◆ Selected passage
# STEROIDS FORUM > HORMONE REPLACEMENT THERAPY- Low T, Anti-Aging >  High Estrogen

## Inquisitor

I've always assumed that if your estrogen goes too high that there will be physical indicators such as bloating and sensitive nips. Is it possible to have high estrogen that kills your libido and your gains, yet not have any of the signs I've mentioned ??

----------


## Chevroletstud

I definately want to hear what others have to say. Myself, I had never taken an ai until a few weeks back because I had no symptoms. After taking it, I definately notice a change. Now I wonder if I should have held off.

----------


## steroid.com 1

Here's a good read on the effects of high E2 levels in men: http://www.lef.org/magazine/mag2008/...ng-Male_01.htm

Symptoms of Estrogen Dominance include:
Enlarged Prostate, Urinary Problems, Low Sex Drive, ED, Impotence, Diabetes, Allergies, Depression, Fatigue, Foggy thinking, increased risk of stroke, infertility, rapid increase in weight and Osteoporosis just to name a few. 

If the body has a proper balance of Testosterone to Estradiol, many of these symptoms can be alleviated.

You don't want high E2 for a lot of reasons. Only BW will tell you where you at and guessing and trying different dosages can only make matters worse.

gd

----------


## steroid.com 1

> I definately want to hear what others have to say. Myself, *I had never taken an ai until a few weeks back because I had no symptoms*. After taking it, I definately notice a change. Now I wonder if I should have held off.


If you had no symptoms why did you add in an AI? Did you have BW done that reflected high E2 and the need for an AI? How much did you take and when? Having very low E2 levels can be just as bad as too high. Are you on a TRT protocol and has your Doc said anything to you about why you need an AI?

----------


## Chevroletstud

I am not on trt. I started noticing slight gyno and got scared. I followed a post on here, but cant remember which one, I would have to look. Anyway, took letro, and it killed my gains and made me tired.

----------


## steroid.com 1

> I am not on trt. I started noticing slight gyno and got scared. I followed a post on here, but cant remember which one, I would have to look. *Anyway, took letro, and it killed my gains and made me tired*.


No kidding. I wouldn't have recommended that at all.

----------


## Chevroletstud

I havent taken any letro in about a week. Im mid cycle of test 600 mgs a week. Will my gains return??

◆ What you should do
Please sum up the forum thread on high estrogen in two sentences.

◆ Dataset entries
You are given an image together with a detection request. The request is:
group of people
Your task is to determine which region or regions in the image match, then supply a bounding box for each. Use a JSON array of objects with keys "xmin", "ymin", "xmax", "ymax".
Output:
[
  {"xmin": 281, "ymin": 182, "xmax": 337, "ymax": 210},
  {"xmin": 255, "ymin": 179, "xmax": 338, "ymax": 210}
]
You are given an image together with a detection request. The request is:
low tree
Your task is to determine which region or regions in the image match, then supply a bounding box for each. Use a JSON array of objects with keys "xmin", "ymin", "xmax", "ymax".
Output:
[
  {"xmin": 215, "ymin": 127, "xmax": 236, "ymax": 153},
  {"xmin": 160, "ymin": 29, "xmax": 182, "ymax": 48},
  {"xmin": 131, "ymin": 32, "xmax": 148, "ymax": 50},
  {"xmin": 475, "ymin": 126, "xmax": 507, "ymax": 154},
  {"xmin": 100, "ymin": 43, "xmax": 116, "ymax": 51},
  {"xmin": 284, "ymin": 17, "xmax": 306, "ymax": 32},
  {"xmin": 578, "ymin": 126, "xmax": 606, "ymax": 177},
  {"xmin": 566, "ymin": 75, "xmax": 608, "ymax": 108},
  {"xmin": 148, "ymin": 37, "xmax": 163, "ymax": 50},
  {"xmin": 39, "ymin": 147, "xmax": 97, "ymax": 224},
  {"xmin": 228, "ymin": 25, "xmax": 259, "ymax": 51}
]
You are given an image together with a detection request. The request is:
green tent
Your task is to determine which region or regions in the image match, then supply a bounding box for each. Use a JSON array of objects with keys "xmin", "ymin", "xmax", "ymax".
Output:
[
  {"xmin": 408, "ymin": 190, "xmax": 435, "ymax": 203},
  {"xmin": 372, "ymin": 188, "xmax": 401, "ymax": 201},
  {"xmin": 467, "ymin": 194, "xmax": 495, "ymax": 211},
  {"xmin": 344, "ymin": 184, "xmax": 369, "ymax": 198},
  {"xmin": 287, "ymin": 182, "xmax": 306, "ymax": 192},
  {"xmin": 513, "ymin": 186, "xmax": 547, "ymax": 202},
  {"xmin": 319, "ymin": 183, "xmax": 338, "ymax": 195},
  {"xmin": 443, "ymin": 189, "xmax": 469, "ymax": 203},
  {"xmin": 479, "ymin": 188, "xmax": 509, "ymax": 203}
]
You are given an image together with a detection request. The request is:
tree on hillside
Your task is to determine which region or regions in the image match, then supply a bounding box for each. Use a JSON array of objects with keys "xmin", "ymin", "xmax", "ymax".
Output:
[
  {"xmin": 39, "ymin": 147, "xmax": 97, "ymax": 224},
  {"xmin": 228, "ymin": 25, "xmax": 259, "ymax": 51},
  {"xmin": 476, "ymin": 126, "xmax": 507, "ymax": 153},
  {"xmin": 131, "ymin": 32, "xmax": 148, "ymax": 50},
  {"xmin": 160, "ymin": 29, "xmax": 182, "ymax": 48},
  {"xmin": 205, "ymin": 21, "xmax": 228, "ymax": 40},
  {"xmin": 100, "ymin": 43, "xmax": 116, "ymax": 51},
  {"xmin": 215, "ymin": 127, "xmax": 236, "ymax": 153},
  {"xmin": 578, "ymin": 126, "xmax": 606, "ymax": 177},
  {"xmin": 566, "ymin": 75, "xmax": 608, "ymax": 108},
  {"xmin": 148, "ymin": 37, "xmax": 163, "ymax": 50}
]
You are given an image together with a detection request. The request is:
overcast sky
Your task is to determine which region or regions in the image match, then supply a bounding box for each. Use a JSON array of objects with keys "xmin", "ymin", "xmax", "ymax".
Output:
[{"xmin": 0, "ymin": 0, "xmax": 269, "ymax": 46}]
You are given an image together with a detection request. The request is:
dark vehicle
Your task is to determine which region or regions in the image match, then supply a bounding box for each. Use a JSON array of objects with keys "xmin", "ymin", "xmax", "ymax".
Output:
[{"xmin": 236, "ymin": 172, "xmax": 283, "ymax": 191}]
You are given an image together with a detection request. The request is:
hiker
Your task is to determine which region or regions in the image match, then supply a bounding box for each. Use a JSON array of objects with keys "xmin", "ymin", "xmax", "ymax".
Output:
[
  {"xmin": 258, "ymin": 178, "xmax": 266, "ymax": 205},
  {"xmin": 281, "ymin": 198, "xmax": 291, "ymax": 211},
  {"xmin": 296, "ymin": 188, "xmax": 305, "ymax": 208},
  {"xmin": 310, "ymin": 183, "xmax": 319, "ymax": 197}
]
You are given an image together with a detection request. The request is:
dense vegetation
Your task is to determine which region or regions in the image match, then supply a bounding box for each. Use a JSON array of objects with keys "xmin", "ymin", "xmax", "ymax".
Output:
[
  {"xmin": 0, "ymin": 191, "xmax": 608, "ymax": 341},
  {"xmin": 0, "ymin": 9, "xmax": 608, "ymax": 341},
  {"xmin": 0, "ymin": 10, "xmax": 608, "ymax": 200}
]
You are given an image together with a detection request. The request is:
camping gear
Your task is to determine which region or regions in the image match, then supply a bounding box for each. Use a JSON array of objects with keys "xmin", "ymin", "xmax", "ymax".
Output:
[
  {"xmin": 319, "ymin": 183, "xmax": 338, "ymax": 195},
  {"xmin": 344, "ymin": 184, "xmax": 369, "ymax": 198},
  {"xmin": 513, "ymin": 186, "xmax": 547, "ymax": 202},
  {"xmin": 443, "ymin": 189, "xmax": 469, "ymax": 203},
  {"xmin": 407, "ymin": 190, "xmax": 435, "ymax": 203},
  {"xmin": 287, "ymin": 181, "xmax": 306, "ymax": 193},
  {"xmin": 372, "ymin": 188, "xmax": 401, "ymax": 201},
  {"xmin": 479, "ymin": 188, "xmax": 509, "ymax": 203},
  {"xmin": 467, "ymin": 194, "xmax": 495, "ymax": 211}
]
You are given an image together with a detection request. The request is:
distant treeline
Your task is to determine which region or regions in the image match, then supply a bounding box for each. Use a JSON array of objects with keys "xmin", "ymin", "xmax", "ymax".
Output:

...

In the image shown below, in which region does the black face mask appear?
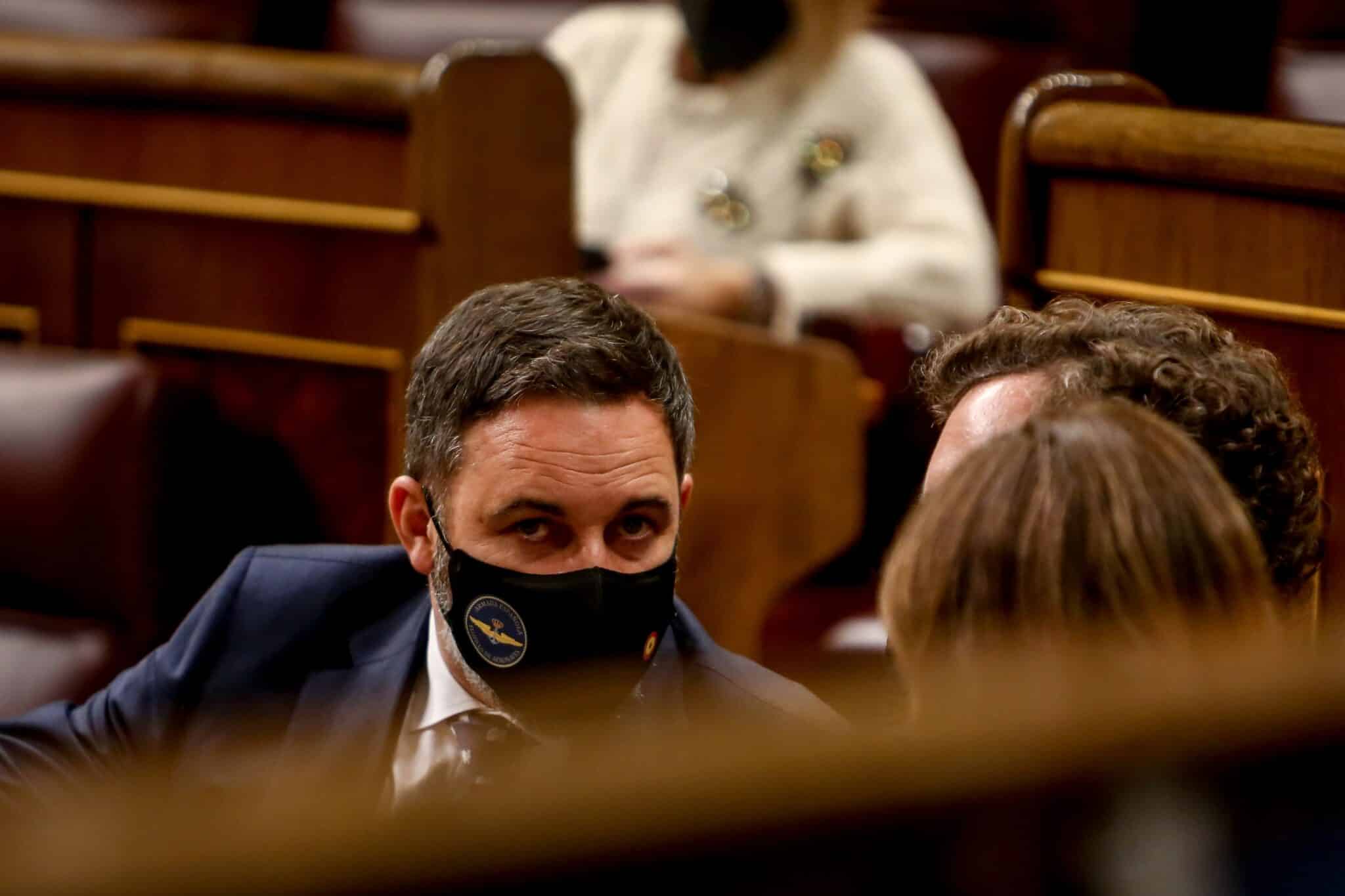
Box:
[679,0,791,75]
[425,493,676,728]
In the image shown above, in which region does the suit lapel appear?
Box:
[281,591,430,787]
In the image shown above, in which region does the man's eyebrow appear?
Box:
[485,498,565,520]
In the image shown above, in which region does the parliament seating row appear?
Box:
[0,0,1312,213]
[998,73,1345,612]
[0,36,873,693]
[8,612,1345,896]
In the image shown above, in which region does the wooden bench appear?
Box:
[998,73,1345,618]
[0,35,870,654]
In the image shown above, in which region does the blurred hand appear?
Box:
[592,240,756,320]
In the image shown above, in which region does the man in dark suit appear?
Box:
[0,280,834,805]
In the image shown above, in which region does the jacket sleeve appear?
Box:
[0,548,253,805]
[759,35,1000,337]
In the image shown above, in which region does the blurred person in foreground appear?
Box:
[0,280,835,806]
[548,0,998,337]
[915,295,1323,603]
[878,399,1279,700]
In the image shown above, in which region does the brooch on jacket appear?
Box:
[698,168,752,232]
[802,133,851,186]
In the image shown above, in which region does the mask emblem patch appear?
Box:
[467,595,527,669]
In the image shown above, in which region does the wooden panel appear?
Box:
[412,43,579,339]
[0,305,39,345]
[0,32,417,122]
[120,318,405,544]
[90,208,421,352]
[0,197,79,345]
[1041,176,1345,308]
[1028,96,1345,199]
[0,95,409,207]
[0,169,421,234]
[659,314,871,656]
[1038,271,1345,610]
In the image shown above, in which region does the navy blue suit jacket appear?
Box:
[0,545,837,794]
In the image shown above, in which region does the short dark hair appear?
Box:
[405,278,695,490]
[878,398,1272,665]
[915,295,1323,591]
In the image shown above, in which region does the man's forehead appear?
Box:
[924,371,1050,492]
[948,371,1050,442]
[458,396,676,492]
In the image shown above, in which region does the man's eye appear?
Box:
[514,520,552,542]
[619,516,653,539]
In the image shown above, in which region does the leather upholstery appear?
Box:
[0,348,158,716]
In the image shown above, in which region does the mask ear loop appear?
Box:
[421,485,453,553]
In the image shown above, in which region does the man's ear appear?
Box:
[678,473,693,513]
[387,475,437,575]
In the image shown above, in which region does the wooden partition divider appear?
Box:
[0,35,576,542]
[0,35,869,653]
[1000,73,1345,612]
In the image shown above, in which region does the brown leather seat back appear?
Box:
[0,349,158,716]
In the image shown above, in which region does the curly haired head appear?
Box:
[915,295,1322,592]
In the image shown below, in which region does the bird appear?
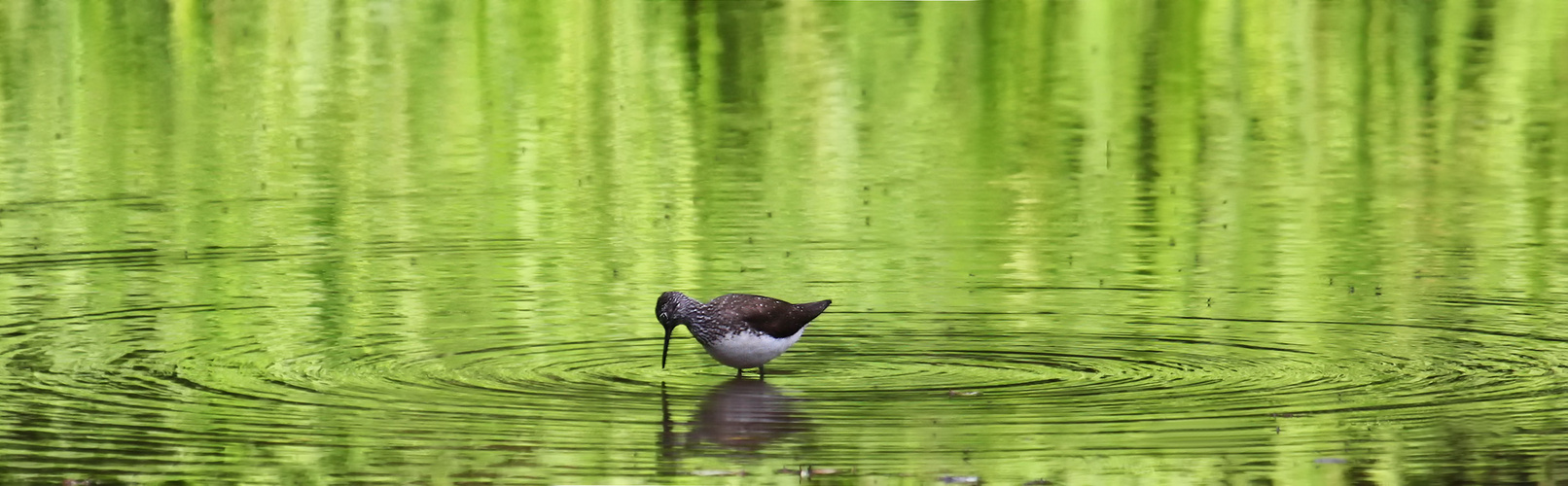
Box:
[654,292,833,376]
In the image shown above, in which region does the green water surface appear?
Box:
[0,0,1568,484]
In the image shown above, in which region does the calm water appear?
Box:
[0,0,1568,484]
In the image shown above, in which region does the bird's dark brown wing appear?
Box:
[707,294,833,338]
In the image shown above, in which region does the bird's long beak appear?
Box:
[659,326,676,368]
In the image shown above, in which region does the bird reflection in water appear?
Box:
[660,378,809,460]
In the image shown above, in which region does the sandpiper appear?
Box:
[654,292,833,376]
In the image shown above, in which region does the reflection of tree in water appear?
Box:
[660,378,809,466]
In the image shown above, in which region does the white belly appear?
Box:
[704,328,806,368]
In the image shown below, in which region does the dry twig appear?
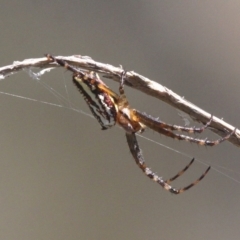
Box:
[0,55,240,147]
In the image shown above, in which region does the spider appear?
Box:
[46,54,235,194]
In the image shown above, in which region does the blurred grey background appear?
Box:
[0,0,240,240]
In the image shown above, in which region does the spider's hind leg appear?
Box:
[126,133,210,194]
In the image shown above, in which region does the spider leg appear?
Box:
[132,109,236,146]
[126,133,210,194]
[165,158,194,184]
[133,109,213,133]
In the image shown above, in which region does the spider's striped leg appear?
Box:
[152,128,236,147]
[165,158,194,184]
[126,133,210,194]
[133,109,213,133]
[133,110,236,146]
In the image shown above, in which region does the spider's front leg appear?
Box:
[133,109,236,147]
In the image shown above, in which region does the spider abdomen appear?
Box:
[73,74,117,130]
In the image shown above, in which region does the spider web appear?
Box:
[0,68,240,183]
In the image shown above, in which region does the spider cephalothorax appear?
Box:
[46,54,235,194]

---

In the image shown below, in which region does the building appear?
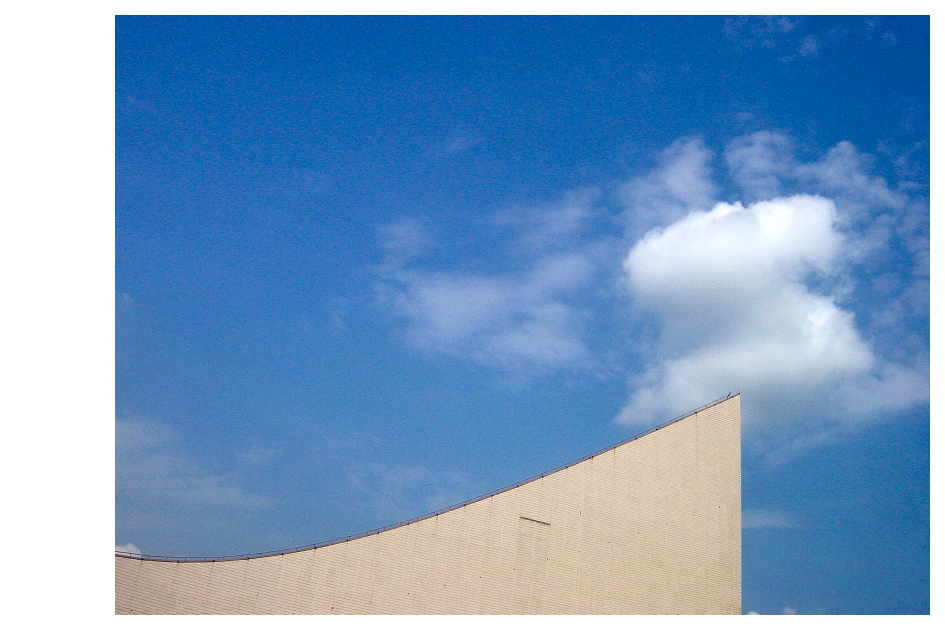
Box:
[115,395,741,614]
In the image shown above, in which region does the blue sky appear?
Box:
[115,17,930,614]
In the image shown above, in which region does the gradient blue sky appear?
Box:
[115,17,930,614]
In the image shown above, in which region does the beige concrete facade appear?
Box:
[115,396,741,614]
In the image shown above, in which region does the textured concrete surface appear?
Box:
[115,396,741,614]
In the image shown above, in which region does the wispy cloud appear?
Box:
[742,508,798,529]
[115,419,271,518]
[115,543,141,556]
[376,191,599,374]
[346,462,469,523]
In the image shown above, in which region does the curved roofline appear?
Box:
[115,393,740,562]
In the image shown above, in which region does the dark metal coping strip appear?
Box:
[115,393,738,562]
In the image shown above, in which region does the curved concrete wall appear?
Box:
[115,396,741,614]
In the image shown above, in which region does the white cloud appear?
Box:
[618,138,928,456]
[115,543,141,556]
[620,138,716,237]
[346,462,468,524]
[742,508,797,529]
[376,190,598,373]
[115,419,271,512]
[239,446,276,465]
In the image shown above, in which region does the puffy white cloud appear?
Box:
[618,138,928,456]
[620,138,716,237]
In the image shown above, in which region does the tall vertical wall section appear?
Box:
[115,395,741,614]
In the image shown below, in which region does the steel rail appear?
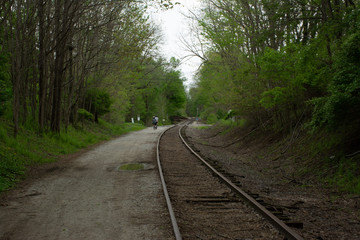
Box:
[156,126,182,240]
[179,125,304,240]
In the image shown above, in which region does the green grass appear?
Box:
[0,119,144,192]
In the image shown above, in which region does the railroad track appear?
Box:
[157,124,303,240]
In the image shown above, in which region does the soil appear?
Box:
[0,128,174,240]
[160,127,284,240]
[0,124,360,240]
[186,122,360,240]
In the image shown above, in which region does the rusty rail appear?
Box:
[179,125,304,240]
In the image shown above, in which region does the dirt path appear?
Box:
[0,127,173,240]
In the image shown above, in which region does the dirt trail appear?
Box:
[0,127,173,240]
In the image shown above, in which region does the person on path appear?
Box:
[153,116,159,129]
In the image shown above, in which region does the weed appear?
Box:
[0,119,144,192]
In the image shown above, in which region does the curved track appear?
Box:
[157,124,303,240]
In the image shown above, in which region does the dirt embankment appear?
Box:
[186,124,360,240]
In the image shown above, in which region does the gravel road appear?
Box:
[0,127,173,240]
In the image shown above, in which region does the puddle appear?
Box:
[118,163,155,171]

◆ Result of the task
A poster asks whether high estrogen can kill libido and gains without physical signs such as bloating and sensitive nipples, and a reply lists many symptoms of estrogen dominance and says only bloodwork will show where levels stand. Another poster, not on TRT, took letro after noticing slight gyno, says it killed gains and caused tiredness, and now asks whether the gains will return while mid-cycle on 600 mg of test a week.